• EXERCISE GOAL: Below this line is the material. Write out only its lines from the one containing "shirt in the picture above." through the one containing "man in the picture above.", both kept, exactly.

• DATA FOR PROCESSING:
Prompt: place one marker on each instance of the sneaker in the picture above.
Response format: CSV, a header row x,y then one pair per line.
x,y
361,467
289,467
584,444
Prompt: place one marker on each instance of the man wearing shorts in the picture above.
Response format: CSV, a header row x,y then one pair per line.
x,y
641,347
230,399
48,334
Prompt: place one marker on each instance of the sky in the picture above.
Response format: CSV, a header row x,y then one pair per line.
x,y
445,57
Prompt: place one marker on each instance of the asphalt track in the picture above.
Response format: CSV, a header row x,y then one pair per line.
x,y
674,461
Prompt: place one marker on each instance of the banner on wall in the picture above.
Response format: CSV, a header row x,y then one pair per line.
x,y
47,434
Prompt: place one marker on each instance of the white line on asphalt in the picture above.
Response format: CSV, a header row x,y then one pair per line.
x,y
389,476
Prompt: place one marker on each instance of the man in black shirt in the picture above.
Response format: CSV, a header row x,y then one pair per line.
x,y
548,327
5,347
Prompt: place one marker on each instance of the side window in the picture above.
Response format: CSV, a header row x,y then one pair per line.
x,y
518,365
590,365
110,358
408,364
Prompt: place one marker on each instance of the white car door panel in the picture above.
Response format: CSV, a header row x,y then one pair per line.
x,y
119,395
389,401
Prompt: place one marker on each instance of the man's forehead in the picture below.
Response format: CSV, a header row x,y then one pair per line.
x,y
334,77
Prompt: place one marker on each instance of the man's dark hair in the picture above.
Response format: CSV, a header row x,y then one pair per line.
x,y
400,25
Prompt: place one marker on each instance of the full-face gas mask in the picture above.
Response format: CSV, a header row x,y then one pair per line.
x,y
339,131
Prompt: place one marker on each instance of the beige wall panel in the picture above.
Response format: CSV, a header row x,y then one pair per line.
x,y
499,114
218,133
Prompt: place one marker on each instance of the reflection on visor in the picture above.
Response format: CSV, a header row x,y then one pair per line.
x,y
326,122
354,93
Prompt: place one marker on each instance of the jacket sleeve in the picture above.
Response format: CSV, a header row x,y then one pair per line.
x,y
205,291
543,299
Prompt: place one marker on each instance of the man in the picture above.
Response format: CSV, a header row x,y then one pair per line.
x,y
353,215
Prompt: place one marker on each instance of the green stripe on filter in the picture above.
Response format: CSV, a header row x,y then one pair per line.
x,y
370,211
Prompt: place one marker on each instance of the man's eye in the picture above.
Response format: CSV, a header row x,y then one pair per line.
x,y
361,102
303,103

• EXERCISE OUTPUT:
Prompt: place one marker on each instance of the man in black shirt in the picture above.
Response format: CSV, a header row x,y then one pair per line.
x,y
548,327
5,347
Prompt: place one marker on each instance of the side window in the picture above.
Response format: CSV, a header row x,y then one pair per line.
x,y
518,365
590,365
110,358
408,364
Prompt: place one marker on each instance of the white car door panel in the picture above.
Response format: CSV, a header row x,y then one pair per line.
x,y
119,395
389,401
Prompt: place one marker on each instance of the man's forehead in the picture below.
Response format: CSV, a header row x,y then one pair per line.
x,y
334,77
Prompt: place one marker on each instance of the man's dark hair in the picture above.
Response format: CSV, a header row x,y then one pair per line.
x,y
400,25
Prompt: place one marker on each instance of the full-face gas mask in the picture above.
Response format: CSV, a header row x,y then one pair per line.
x,y
339,131
Prompt: place one marker on each instance of the beige wall panel in the picture above.
Response format: CSV, a header row x,y then one pair per line.
x,y
499,114
218,133
Prompt: place one marker on each instance of the reflection on visor in the picture above.
Response format: CSV, a header row x,y then one pair per line.
x,y
326,122
354,93
Prompt: place one marker on each instance of the jacket sleeve in the picture above.
Response format: CSV, a header row x,y then one pair per line.
x,y
205,291
543,299
Prompt: place one marker on each instance of the man in the picture above.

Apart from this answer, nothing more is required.